INSTRUCTIONS TO FOLLOW: Please copy out the lines below word for word, every one of them, and leave the pictures out of your copy.

DATA SUPPLIED:

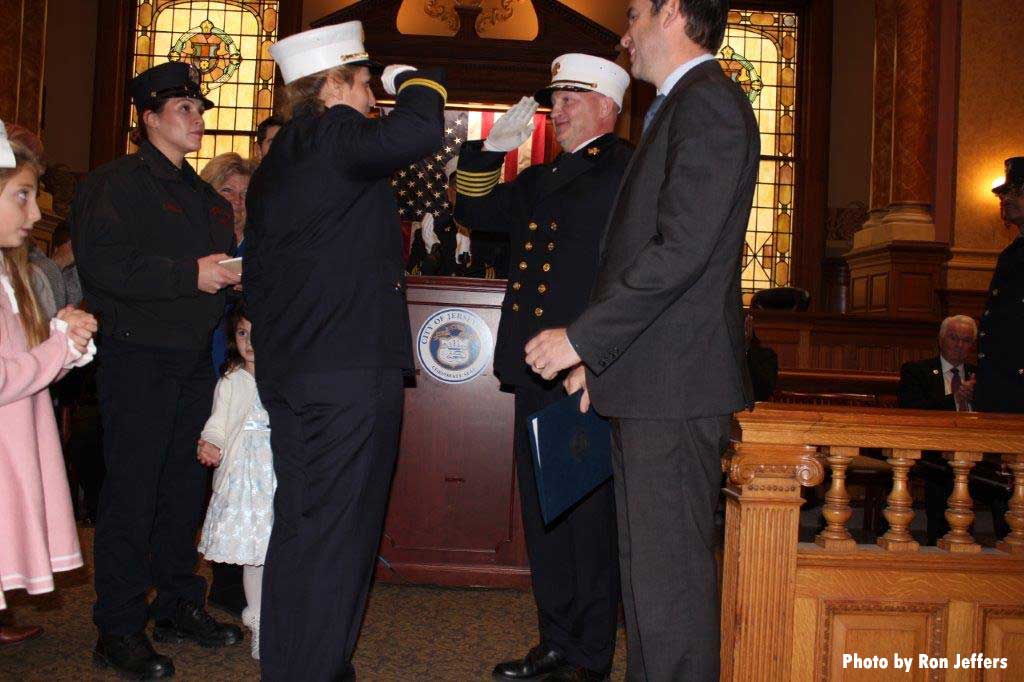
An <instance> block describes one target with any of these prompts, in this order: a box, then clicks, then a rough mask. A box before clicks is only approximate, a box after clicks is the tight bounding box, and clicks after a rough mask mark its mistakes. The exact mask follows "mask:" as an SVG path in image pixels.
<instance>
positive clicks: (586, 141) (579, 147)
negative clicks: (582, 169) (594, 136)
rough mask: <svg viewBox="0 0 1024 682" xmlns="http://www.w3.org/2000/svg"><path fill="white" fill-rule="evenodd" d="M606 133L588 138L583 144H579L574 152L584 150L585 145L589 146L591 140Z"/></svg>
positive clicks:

SOLUTION FOR THIS EXERCISE:
An <instance> block describes one target with any of these prompts, in this order: a box, then clicks, then a rough mask. A box before clicks is only approximate, a box after clicks is the tight bounding box, and clicks after a rough mask mark its mistakes. The exact mask follows "mask:" as an SVG path in image pixels.
<instance>
positive clicks: (586, 141) (579, 147)
negative clicks: (582, 169) (594, 136)
rough mask: <svg viewBox="0 0 1024 682" xmlns="http://www.w3.org/2000/svg"><path fill="white" fill-rule="evenodd" d="M606 133L588 138L583 144H579L574 152L584 150L585 145L589 146L591 140Z"/></svg>
positive clicks:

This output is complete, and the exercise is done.